In the records below, find the line containing "If you could place a marker on the green"; copy exactly that line and all lines after it to the end, and nothing else.

Region pointing data
★ ★ ★ ★

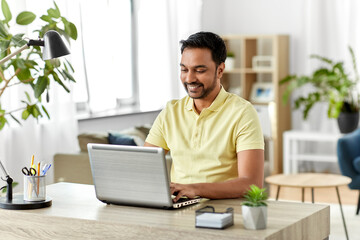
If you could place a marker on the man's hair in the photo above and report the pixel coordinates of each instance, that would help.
(208, 40)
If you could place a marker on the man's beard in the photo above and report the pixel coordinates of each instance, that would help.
(205, 91)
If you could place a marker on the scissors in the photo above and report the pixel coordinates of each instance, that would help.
(29, 172)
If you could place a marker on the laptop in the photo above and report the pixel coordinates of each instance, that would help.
(132, 175)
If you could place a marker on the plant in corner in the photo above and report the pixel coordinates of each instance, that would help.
(254, 208)
(331, 84)
(27, 68)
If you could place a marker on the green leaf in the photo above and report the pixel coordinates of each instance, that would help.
(68, 75)
(25, 18)
(71, 67)
(45, 111)
(3, 46)
(18, 40)
(70, 29)
(13, 117)
(25, 114)
(24, 74)
(55, 13)
(2, 122)
(40, 86)
(3, 32)
(46, 18)
(36, 111)
(6, 11)
(28, 96)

★ ★ ★ ★

Task result »
If you could place a marker on the green leaf in the photo above and report the pixel coordinates of each instance, that would help.
(68, 75)
(25, 18)
(71, 67)
(45, 111)
(3, 46)
(18, 40)
(70, 29)
(13, 117)
(25, 114)
(24, 74)
(55, 13)
(2, 122)
(40, 86)
(3, 32)
(46, 18)
(36, 111)
(6, 11)
(28, 96)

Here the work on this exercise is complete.